AUFGABE A | Welche Clematis wurde laut Textauszug an den Rosenbogen gesetzt?
AUFGABE B | Gib aus dem Textauszug den Abschnitt von „Von oben runtergeschaut..“ bis einschließlich „es geht voran!“ wortgetreu wieder.

TEXTAUSZUG |
Von oben runtergeschaut.. sieht es dann so aus..
 

Ich werde bei Baufortschritt weiter berichten...


----------



## Eva-Maria (29. Apr. 2018)

Stand gestern Abend.... es geht voran!


----------



## Eva-Maria (2. Mai 2018)

Moin zusammen,
es ist soweit vollbracht.
Es muss noch abgerüttelt und gesandet werden....


----------



## XxGabbeRxX (2. Mai 2018)

Super geworden.


----------



## Ida17 (2. Mai 2018)

Richtig schön habt Ihr es, pünktlich zum warmen Wetter


----------



## Digicat (2. Mai 2018)

Eine Wohlfühloase .... lädt richtig zum entspannen ein. Sehr schön ...

LG
Helmut


----------



## Eva-Maria (2. Mai 2018)

Vielen lieben Dank für Eure Komplimente!
Ich werde final noch ein Bild zeigen, wenn gesandet, abgerüttelt,
mit entsprechenden Kübeln dekoriert....


----------



## ina1912 (2. Mai 2018)

hihi  Blumenkübel war auch mein zweiter Gedanke beim Blick auf die jungfräuliche Terrasse 

lg Ina


----------



## DbSam (2. Mai 2018)

ina1912 schrieb:


> hihi Blumenkübel war auch mein zweiter Gedanke


Kenne ich von meiner Frau ...
Und wenn all die Dinger dann herum stehen, dann ist die Terrasse plötzlich zu klein und man tanzt zwischen den Töpfen hindurch ... 


Gruß Carsten


----------



## ina1912 (2. Mai 2018)

ja  aber dafür ist doch eine terrasse da!


----------



## Digicat (2. Mai 2018)

zum tanzen ... 

LG
Helmut


----------



## Eva-Maria (2. Mai 2018)

Ina,
wird noch... aber erst muss GöGa das Teichdeck ganz fertigstellen.....
ich habe __ Hortensien, Agapanthen, Limette, Leuchtturm im Sinn.... dauert halt noch ein Weilchen...


----------



## Eva-Maria (6. Mai 2018)

.. vom Teichdeck aus schauen wir auch auf den größeren der beiden Pflanzenfilter..... momentan blüht es dort herrlich


----------



## Eva-Maria (14. Mai 2018)

Moin zusammen,
da wir vorläufig weder abrütteln noch sanden können,
habe ich den neuen 'Sitzplatz' kurzerhand bestückt....
und wir haben den Sonntag schon sehr angenehm verbracht!


----------



## Ida17 (14. Mai 2018)

Das nenn ich mal Tiefenentspannung!


----------



## Eva-Maria (21. Mai 2018)

... und zu guter letzt haben wir jetzt noch solch einen 'Sprudler' aufgestellt....
 

eine neue Clematis, die 'Louise Jensen' an den Rosenbogen gesetzt, hoffe mal, dass ihr die sonnige Lage behagt.


----------



## Eva-Maria (27. Mai 2018)

Moin zusammen,
bei diesem herrlichen Wetter sind die __ Libellen unterwegs, dass es nur so schnackelt!
Hier habe ich für Euch:
weibliche, junge __ Plattbauch
männliche Plattbauch
tja..... und diese Schönheit ist keine Libelle, eher ein Falter schätze ich mal, wer kann mir helfen?

ÜBUNGSDATEN |
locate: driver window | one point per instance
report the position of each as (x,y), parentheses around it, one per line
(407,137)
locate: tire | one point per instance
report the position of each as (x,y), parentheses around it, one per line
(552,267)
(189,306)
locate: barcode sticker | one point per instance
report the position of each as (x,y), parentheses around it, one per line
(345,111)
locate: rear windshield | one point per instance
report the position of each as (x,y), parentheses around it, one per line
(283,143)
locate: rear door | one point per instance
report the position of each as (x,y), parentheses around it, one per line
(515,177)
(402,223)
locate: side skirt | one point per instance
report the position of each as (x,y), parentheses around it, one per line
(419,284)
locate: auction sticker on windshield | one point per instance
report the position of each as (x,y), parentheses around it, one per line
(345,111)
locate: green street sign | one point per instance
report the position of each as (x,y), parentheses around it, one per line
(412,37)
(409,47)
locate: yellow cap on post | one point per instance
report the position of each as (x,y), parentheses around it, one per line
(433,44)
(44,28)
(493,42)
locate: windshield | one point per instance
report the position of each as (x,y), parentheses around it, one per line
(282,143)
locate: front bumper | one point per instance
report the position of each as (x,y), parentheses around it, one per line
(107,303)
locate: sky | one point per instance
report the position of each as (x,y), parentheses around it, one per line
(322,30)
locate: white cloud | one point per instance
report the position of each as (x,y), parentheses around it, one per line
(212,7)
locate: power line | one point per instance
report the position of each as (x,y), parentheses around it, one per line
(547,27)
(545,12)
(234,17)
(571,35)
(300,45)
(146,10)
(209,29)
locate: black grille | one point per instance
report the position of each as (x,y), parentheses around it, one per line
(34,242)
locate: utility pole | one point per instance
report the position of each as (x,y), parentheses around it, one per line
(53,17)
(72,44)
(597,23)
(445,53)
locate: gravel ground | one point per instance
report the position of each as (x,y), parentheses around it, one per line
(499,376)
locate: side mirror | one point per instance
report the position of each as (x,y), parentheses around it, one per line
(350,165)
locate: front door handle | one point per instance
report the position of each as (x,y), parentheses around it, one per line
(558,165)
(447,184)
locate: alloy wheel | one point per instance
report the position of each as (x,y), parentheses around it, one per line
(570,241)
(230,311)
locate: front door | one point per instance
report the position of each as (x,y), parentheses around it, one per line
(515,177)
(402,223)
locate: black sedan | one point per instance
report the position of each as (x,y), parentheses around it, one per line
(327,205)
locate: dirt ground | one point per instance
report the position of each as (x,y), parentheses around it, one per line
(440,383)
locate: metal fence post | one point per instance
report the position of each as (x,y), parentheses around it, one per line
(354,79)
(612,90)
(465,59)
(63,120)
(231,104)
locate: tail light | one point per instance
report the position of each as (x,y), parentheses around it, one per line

ANTWORT A | Die 'Louise Jensen'.

ANTWORT B |
Von oben runtergeschaut.. sieht es dann so aus..
 

Ich werde bei Baufortschritt weiter berichten...


----------



## Eva-Maria (29. Apr. 2018)

Stand gestern Abend.... es geht voran!